[Task inputs]:
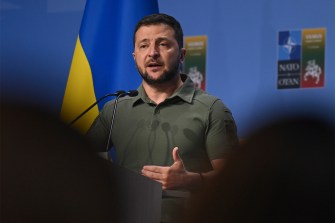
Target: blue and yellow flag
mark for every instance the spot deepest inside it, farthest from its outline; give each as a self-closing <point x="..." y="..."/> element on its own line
<point x="102" y="62"/>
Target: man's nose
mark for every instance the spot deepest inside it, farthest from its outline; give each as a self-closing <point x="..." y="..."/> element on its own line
<point x="153" y="51"/>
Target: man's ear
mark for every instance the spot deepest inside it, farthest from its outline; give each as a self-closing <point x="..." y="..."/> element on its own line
<point x="182" y="55"/>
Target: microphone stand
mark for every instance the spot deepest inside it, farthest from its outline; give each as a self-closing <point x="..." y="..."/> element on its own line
<point x="131" y="93"/>
<point x="118" y="93"/>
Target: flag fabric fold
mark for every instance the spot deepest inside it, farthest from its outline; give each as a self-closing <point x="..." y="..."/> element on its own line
<point x="102" y="62"/>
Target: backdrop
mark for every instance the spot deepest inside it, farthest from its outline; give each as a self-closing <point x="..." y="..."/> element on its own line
<point x="38" y="40"/>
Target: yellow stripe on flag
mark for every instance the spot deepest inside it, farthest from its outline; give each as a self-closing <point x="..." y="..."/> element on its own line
<point x="79" y="92"/>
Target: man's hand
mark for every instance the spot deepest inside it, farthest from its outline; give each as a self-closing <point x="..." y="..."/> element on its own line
<point x="171" y="177"/>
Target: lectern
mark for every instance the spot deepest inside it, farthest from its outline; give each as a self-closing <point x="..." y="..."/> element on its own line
<point x="140" y="196"/>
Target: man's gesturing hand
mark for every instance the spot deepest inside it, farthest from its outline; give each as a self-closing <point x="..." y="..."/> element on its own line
<point x="171" y="177"/>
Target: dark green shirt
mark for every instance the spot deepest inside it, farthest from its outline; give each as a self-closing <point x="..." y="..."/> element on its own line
<point x="145" y="133"/>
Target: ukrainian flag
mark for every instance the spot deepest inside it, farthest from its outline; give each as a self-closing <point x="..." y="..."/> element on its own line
<point x="102" y="62"/>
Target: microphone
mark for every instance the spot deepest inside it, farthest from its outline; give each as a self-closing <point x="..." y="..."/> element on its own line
<point x="130" y="93"/>
<point x="117" y="93"/>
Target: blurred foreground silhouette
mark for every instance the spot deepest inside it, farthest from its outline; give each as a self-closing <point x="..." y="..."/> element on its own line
<point x="49" y="173"/>
<point x="282" y="173"/>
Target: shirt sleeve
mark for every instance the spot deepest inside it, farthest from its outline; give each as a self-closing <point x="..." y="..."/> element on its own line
<point x="221" y="135"/>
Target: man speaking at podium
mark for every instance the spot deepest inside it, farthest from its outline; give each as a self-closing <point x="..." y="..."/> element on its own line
<point x="170" y="132"/>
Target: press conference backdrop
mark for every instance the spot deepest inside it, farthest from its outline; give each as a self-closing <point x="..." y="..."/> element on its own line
<point x="242" y="56"/>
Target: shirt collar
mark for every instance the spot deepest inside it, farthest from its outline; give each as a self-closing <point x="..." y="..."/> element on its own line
<point x="185" y="92"/>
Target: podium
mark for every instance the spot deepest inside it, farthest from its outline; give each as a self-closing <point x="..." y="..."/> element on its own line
<point x="140" y="196"/>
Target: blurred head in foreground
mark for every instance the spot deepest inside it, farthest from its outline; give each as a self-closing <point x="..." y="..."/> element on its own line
<point x="48" y="172"/>
<point x="282" y="173"/>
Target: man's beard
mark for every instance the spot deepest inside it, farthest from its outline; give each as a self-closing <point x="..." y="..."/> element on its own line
<point x="164" y="78"/>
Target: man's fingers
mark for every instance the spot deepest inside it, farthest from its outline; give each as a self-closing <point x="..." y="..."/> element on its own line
<point x="175" y="154"/>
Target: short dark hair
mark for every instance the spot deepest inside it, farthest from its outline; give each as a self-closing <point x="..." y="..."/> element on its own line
<point x="160" y="18"/>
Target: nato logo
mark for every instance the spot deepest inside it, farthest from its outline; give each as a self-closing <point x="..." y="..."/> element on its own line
<point x="289" y="45"/>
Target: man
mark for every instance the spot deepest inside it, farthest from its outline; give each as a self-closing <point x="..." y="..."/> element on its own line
<point x="171" y="132"/>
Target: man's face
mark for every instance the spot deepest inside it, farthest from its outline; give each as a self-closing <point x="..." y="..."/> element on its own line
<point x="157" y="54"/>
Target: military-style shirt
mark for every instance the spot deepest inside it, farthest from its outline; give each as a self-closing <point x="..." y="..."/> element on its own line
<point x="145" y="133"/>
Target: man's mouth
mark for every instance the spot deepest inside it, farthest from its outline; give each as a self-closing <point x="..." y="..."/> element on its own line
<point x="154" y="64"/>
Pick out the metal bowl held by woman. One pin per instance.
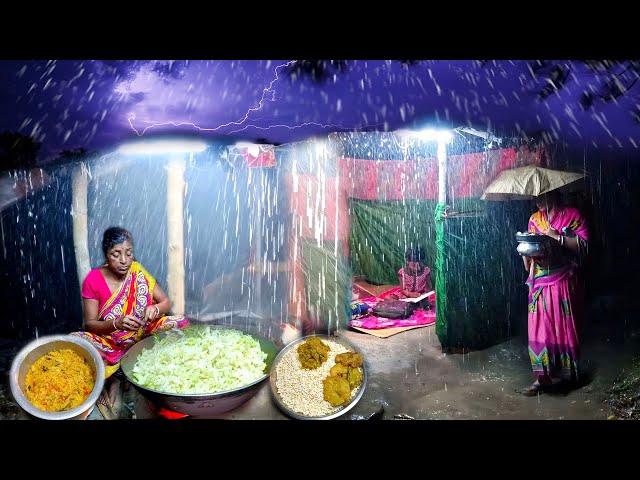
(204, 404)
(532, 244)
(299, 393)
(37, 349)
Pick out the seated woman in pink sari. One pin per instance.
(555, 297)
(122, 302)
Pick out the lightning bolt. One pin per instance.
(265, 92)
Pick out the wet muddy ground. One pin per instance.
(409, 377)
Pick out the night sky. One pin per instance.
(98, 104)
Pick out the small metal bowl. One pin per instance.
(532, 244)
(274, 377)
(201, 405)
(36, 349)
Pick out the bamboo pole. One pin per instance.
(79, 209)
(175, 233)
(442, 172)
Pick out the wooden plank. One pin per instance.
(388, 332)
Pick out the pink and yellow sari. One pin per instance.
(133, 297)
(555, 301)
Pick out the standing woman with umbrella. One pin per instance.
(555, 297)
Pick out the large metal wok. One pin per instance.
(199, 405)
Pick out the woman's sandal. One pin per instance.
(533, 390)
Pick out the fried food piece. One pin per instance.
(336, 390)
(349, 359)
(354, 377)
(312, 353)
(339, 370)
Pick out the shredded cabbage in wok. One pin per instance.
(202, 360)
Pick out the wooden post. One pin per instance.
(175, 234)
(79, 209)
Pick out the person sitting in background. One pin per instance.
(122, 303)
(414, 278)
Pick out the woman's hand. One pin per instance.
(129, 322)
(152, 312)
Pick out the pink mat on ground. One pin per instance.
(371, 322)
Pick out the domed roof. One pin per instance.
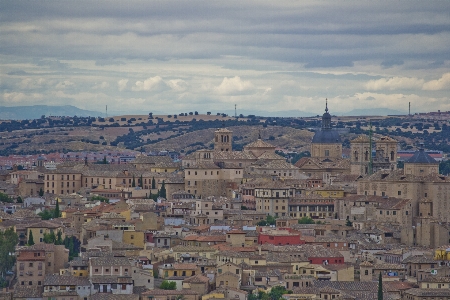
(421, 157)
(326, 136)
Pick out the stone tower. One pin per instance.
(326, 143)
(360, 155)
(421, 164)
(223, 140)
(387, 147)
(366, 269)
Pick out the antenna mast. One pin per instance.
(370, 149)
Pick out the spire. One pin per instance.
(326, 118)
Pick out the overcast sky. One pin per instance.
(179, 56)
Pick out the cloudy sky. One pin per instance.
(178, 56)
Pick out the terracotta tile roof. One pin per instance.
(197, 279)
(26, 291)
(56, 279)
(109, 261)
(109, 296)
(185, 266)
(29, 256)
(160, 292)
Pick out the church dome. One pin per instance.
(421, 157)
(326, 135)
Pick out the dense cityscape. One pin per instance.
(341, 220)
(224, 150)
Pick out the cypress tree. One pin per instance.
(56, 212)
(59, 240)
(30, 239)
(162, 191)
(71, 248)
(380, 287)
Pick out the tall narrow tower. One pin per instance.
(223, 140)
(360, 155)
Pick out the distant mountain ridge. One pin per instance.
(371, 112)
(36, 111)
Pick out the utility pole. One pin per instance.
(370, 149)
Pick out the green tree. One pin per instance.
(306, 220)
(99, 198)
(444, 167)
(56, 212)
(8, 242)
(168, 285)
(46, 214)
(5, 198)
(268, 221)
(380, 287)
(277, 292)
(162, 191)
(30, 239)
(59, 240)
(49, 238)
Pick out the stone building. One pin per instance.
(326, 142)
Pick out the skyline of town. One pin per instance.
(209, 56)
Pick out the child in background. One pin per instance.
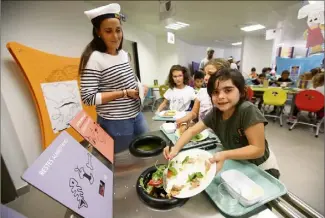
(238, 123)
(202, 103)
(253, 74)
(198, 81)
(179, 95)
(318, 85)
(284, 80)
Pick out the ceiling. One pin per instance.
(211, 20)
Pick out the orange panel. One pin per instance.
(40, 67)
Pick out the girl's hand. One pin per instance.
(219, 159)
(133, 93)
(145, 90)
(170, 155)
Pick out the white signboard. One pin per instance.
(63, 102)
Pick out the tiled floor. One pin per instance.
(299, 153)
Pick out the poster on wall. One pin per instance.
(63, 103)
(294, 72)
(314, 34)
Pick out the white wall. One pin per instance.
(257, 52)
(55, 27)
(233, 51)
(167, 56)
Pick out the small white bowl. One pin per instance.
(169, 127)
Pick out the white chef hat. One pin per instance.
(107, 11)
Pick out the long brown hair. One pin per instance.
(96, 44)
(186, 76)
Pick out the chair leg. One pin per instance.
(281, 123)
(294, 123)
(153, 105)
(318, 127)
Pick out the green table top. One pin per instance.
(263, 89)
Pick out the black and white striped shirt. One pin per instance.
(107, 73)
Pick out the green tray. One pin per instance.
(273, 188)
(173, 138)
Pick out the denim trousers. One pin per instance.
(124, 131)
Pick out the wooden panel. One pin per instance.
(41, 67)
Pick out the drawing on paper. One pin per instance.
(63, 102)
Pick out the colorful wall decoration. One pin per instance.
(314, 35)
(297, 66)
(54, 84)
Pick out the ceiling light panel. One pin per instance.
(252, 28)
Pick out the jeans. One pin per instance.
(124, 131)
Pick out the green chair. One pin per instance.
(276, 97)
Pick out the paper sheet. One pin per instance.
(63, 102)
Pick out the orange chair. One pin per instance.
(311, 101)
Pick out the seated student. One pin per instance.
(202, 104)
(239, 125)
(284, 78)
(253, 74)
(179, 95)
(198, 81)
(259, 80)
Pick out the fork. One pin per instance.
(166, 171)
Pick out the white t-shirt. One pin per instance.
(205, 102)
(180, 99)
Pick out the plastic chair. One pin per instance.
(162, 90)
(250, 93)
(276, 97)
(310, 101)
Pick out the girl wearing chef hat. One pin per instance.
(107, 79)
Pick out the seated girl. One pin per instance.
(202, 103)
(238, 123)
(179, 95)
(284, 80)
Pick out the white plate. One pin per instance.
(198, 166)
(205, 134)
(177, 115)
(162, 114)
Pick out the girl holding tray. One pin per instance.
(238, 123)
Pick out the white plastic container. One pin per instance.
(251, 193)
(169, 127)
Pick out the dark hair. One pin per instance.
(96, 44)
(265, 69)
(285, 72)
(225, 74)
(198, 75)
(261, 75)
(186, 77)
(315, 71)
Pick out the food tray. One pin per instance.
(211, 140)
(273, 188)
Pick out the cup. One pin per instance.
(229, 196)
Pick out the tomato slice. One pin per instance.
(169, 174)
(155, 182)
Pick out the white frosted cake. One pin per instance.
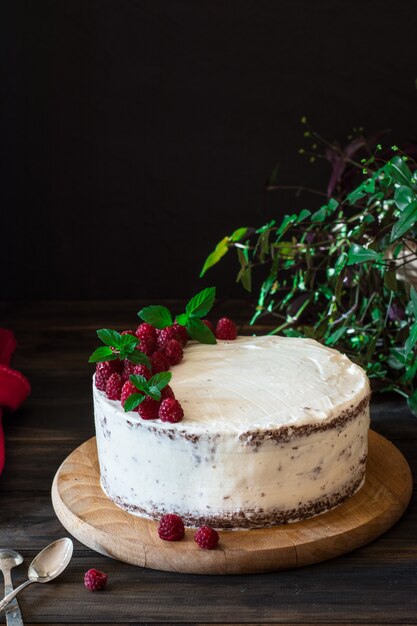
(275, 430)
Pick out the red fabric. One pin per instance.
(14, 387)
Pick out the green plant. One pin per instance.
(337, 274)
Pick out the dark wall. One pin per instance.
(138, 133)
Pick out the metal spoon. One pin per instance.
(8, 560)
(46, 566)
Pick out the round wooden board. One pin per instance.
(87, 513)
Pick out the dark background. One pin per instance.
(137, 133)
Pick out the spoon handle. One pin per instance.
(13, 594)
(13, 614)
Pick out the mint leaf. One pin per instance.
(411, 339)
(128, 342)
(182, 319)
(199, 331)
(406, 220)
(359, 254)
(238, 234)
(154, 393)
(413, 295)
(102, 354)
(200, 304)
(138, 357)
(160, 380)
(412, 403)
(133, 401)
(403, 197)
(140, 382)
(214, 257)
(156, 315)
(110, 337)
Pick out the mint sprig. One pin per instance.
(151, 388)
(199, 305)
(118, 346)
(158, 316)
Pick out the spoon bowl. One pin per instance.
(46, 566)
(51, 561)
(10, 558)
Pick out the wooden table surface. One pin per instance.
(376, 584)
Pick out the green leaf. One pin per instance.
(390, 280)
(340, 263)
(399, 171)
(182, 319)
(403, 197)
(160, 380)
(356, 194)
(110, 337)
(128, 342)
(201, 303)
(413, 296)
(325, 211)
(238, 234)
(133, 401)
(156, 315)
(406, 221)
(320, 215)
(199, 331)
(138, 357)
(359, 254)
(285, 224)
(412, 339)
(303, 215)
(412, 403)
(102, 354)
(245, 273)
(140, 382)
(214, 257)
(335, 336)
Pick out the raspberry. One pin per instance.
(226, 329)
(95, 580)
(148, 409)
(165, 335)
(170, 411)
(173, 351)
(128, 369)
(104, 370)
(127, 390)
(167, 393)
(209, 325)
(182, 334)
(159, 362)
(146, 331)
(114, 386)
(147, 346)
(206, 537)
(141, 370)
(171, 527)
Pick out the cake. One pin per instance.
(274, 431)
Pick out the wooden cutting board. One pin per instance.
(87, 513)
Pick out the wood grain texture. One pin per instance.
(374, 584)
(91, 517)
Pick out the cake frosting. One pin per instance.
(275, 430)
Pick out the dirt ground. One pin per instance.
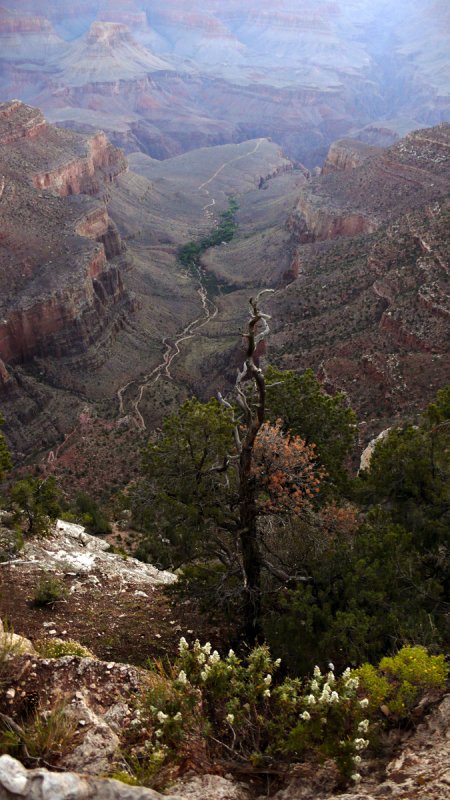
(114, 621)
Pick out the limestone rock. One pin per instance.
(14, 645)
(17, 783)
(71, 550)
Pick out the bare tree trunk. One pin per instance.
(251, 555)
(248, 511)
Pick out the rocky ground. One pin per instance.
(112, 604)
(116, 607)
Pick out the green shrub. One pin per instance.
(240, 706)
(48, 591)
(58, 648)
(402, 680)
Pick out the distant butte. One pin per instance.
(60, 284)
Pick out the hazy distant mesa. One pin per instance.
(166, 78)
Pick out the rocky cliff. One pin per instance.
(187, 75)
(369, 309)
(60, 254)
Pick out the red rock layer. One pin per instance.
(60, 254)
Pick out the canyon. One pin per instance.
(165, 80)
(104, 331)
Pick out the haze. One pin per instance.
(166, 78)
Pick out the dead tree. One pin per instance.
(245, 434)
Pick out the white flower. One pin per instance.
(325, 697)
(214, 658)
(360, 744)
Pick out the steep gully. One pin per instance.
(172, 349)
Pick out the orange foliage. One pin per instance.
(285, 469)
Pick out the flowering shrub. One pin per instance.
(240, 707)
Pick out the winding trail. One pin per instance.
(227, 164)
(172, 349)
(171, 352)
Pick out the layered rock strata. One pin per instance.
(60, 255)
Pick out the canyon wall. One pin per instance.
(60, 254)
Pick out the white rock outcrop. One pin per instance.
(72, 551)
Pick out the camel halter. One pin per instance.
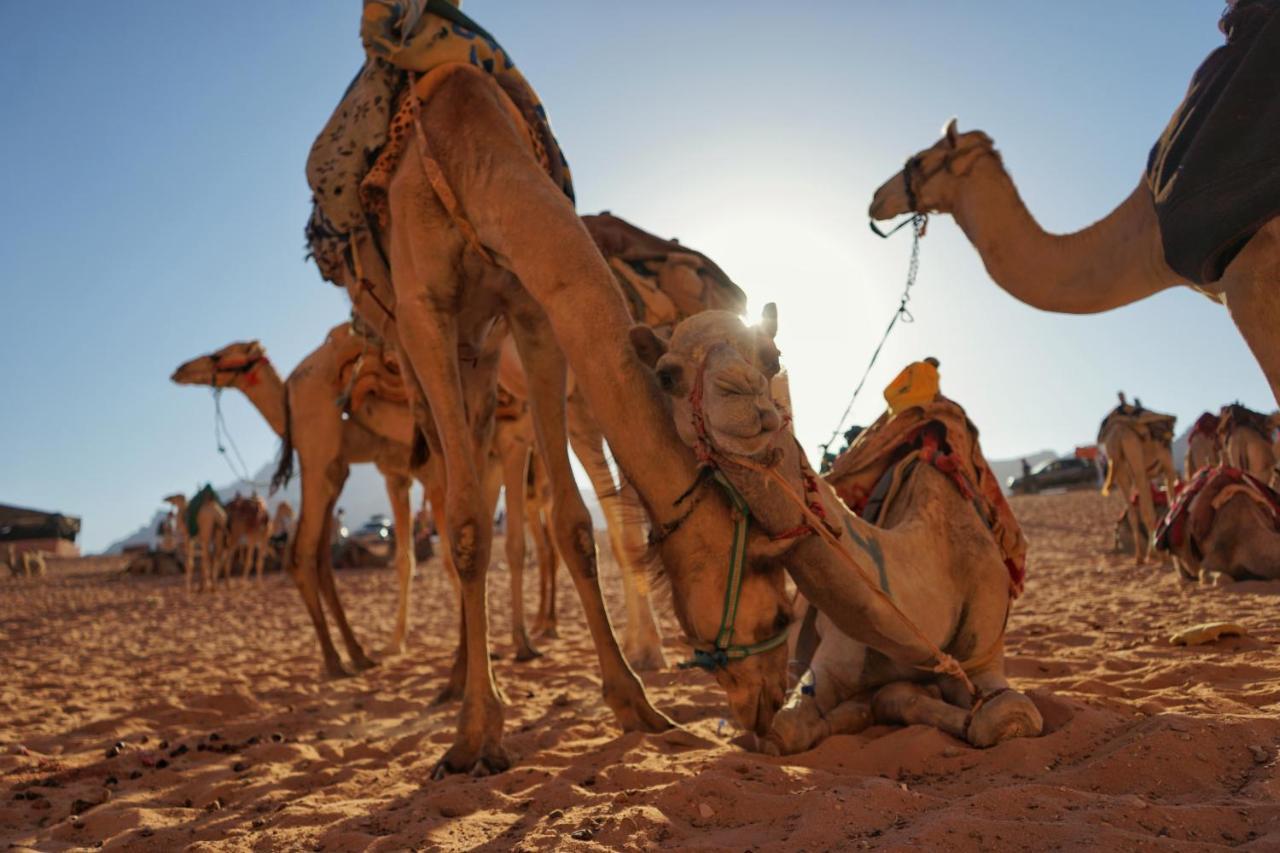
(816, 523)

[Problem to work on]: Copy out each line of the data that holds the string "backdrop".

[Answer box]:
Target: backdrop
Target: press conference backdrop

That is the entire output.